Your instructions:
Without including any images, repeat the listing below exactly.
┏━━
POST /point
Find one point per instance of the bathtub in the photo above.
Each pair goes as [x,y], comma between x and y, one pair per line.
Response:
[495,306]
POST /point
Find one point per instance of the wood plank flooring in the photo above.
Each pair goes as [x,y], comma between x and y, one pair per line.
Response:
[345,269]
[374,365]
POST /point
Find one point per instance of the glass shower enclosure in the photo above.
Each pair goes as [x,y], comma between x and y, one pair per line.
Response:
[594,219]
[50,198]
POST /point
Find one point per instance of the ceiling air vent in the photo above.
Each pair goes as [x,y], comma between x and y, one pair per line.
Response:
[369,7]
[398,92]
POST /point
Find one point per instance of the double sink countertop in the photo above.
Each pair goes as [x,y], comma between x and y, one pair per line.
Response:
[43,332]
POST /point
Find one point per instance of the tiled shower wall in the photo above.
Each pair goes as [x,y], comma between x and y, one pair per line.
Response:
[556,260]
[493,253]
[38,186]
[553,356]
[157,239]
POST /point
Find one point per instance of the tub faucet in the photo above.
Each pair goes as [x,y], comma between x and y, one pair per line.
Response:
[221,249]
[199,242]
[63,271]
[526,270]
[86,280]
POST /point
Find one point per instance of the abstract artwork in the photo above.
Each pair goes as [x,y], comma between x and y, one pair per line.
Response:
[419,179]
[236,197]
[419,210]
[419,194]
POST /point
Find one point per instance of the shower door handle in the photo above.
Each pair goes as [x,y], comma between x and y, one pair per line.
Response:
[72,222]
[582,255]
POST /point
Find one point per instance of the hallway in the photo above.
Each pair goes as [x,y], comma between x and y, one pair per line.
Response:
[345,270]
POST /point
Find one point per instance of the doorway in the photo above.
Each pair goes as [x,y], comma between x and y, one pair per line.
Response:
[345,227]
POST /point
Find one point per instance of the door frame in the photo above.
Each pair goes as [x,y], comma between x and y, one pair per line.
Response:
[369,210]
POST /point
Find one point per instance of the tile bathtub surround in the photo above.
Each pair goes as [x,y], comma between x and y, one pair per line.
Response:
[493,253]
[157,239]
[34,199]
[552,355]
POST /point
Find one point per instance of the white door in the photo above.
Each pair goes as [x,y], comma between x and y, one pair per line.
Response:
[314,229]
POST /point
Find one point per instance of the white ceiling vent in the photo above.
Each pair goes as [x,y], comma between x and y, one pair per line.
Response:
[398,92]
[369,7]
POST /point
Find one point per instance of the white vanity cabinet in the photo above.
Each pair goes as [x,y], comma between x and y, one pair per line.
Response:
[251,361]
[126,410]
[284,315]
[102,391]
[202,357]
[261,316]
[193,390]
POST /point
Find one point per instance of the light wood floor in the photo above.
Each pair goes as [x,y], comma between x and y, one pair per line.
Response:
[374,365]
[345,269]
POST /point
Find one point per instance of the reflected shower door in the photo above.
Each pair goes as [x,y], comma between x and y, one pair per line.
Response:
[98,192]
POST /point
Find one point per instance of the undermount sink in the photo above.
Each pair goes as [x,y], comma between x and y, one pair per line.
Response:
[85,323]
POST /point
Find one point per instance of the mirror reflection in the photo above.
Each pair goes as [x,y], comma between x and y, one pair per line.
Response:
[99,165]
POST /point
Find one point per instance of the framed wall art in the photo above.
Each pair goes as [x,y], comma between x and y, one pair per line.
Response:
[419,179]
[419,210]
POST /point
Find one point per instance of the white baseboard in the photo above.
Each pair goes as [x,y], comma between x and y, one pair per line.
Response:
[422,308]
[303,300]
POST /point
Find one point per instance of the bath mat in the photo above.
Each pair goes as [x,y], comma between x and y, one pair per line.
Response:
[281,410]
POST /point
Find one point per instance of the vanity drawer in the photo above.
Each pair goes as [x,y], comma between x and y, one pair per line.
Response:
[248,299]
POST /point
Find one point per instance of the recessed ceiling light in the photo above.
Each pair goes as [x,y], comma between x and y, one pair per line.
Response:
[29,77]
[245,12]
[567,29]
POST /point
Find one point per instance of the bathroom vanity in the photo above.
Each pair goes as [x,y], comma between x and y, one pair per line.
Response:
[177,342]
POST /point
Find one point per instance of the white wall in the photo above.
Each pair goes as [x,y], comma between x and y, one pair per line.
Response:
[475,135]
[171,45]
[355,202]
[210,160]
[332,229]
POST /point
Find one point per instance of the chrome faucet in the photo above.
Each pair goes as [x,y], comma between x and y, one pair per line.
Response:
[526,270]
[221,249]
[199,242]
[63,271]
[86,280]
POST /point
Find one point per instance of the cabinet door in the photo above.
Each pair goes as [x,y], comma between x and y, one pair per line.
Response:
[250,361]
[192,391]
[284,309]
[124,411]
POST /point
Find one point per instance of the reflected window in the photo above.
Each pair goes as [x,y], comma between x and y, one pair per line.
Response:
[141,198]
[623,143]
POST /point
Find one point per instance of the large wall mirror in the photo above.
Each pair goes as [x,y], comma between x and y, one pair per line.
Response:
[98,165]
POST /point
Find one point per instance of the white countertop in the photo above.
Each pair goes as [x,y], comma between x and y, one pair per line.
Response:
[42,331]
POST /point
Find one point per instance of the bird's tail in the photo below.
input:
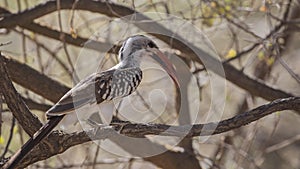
┗━━
Result for this exercise:
POST /point
Find one point per instance of the bathtub in the photo above.
Each pair goes as [x,y], comma between x and y, one pair per line.
Response:
[495,306]
POST /point
Find one point per instance of the wood plank flooring in the photo above.
Each pair goes as [x,y], comma between x and y, one pair per line.
Response:
[345,269]
[374,365]
POST /point
Find one point per instance of the glass shower enclosure in the photo above.
Each pair goes as [x,y], comma between x and y, one pair per line.
Response:
[594,219]
[50,198]
POST /point
Find one point per instance of the ceiling air vent in the photo above.
Each pair goes as [x,y], comma between x and y, one pair per line.
Response:
[369,7]
[398,92]
POST /point
Find one point per instance of the double sink countertop in the photo above.
Each pair goes as [x,y], comma between x and y, one pair per line.
Response:
[43,332]
POST /point
Find one point per instance of the tiled shower wall in the photo above.
Each pair goes as [x,y], comma between x and y, one pair per line.
Response:
[556,260]
[493,253]
[38,186]
[553,356]
[157,239]
POST /point
Find one point per instance of the tub faucet in the photo above.
Each pair goes as [x,y], comma between x and y, one pair per line.
Response:
[221,249]
[199,242]
[63,271]
[526,270]
[86,280]
POST /point
Find one point per instance of the abstract artwork in the photo above.
Each pair goes as [x,y], comma between x and y, one pair per line.
Response:
[419,179]
[236,197]
[419,210]
[419,194]
POST /point
Find one point per instance of the shower door handle in the photo above.
Each pair goes as [x,y], comma between x and y, one pair per line.
Response:
[72,222]
[582,255]
POST /point
Find one point per instance of the hallway in the photo above.
Each pair goes as [x,y], comma between x and y, one pair per line.
Response:
[345,270]
POST /point
Find one point per instance of the doorway in the photo above.
Each pair goes as [x,y], comma between x and y, one pair per line.
Response:
[345,227]
POST /point
Find one point per instance of the door frame in the photo above.
Each pair goes as [x,y], comma between x and y, one pair per line.
Response:
[369,210]
POST /point
Find one point per instance of the tile bathtub surround in the photo above.
Each pair goes as [x,y], comma between x and y, one pair per line.
Response:
[493,253]
[157,239]
[34,199]
[552,355]
POST /point
Find one point per instance of the white door in the photo above.
Each pair goes as [x,y], comma between x and y, one pair per line.
Response:
[314,229]
POST /point
Find one point per instance of the white ceiling vent in the photo above.
Each pair goes as [x,y], comma between x and y, one pair per line.
Response:
[398,92]
[369,7]
POST /point
Find one point per instance of the white vanity cabinet in the photo above.
Each pair goes as [x,y], comma between x and y, one pair per line.
Response:
[251,361]
[126,410]
[284,315]
[102,391]
[202,357]
[261,316]
[193,390]
POST /point
Find one point per instance of the light wood floor in the photo above.
Each pair goes as [x,y], comma between x and y, one pair per line.
Response:
[374,365]
[345,269]
POST /point
Find one point per instance of the reflected shower door in the photo above.
Each pair goes as [x,y], comma between x and y, one pair per line.
Response:
[98,192]
POST /point
Find one point per instance of the undermount sink in the photo above.
Each pair goes as [x,y], comma between x and y, one pair per line.
Response:
[85,323]
POST /point
Find one point per instance of the mirror reflection in the photo above.
Each pair goes as [x,y], comma between x and y, one pair per line.
Response:
[99,165]
POST /point
Find one point per instance of the framed wall art in the photo above.
Each pair goes as [x,y], comma between x and y, one pair per line.
Response:
[419,179]
[419,210]
POST /point
Find one point per instance of the white baseboard in the photo above.
Each pair goes as [x,y], comma between x and y, one pair per line.
Response:
[422,308]
[303,300]
POST /point
Find one point per instance of the bath mat in the photo above.
Each pair goes as [x,y], comma between x and y, one pair per line.
Response:
[281,410]
POST /point
Find one point per instance of the vanity drawer in the photo above.
Each pair goes as [x,y], comma between x and y, one pair per line.
Response:
[248,299]
POST /point
Find one point per instance of the recessed ceiling light in the photo above.
Each pair goes as [x,y], comma between x and y, one pair per line.
Response:
[29,77]
[245,12]
[567,29]
POST /point
Find one point per instance of the bathroom vanity in the photo above.
Each pair goes as [x,y], comma between x and y, one pair per line.
Response:
[177,342]
POST /point
Find one point per instance of the white wall in the photo above.
Each pair goes as [x,y], comma between x and y, one pair per line.
Response:
[475,135]
[171,45]
[355,202]
[210,160]
[332,229]
POST /point
Find one point per instance of the chrome faucet in the photo above.
Each pair goes as [x,y], comma between x and y, one pair per line.
Response:
[526,270]
[221,249]
[199,242]
[63,271]
[86,280]
POST /point
Find one point per instance of the cabinet door in the photo above.
Each pair goes as [x,y], comma between x and y, one pair per line.
Response:
[250,361]
[192,391]
[284,309]
[124,411]
POST /point
Find one point per instance of the reflected window in the photo above.
Each pair goes as [x,y], comma between x and y, one pair per line.
Response:
[141,198]
[623,143]
POST /point
Find one point per instance of the large wall mirror in the photo above.
Each pair goes as [x,y], comma between x and y, one pair per line.
Response:
[98,165]
POST /point
Find one point per instance of the white countertop in the photo above.
Each pair goes as [x,y], comma between x and y, one pair per line.
Response:
[42,331]
POST /point
Find one point per instance of the bird's tail in the photo below.
input:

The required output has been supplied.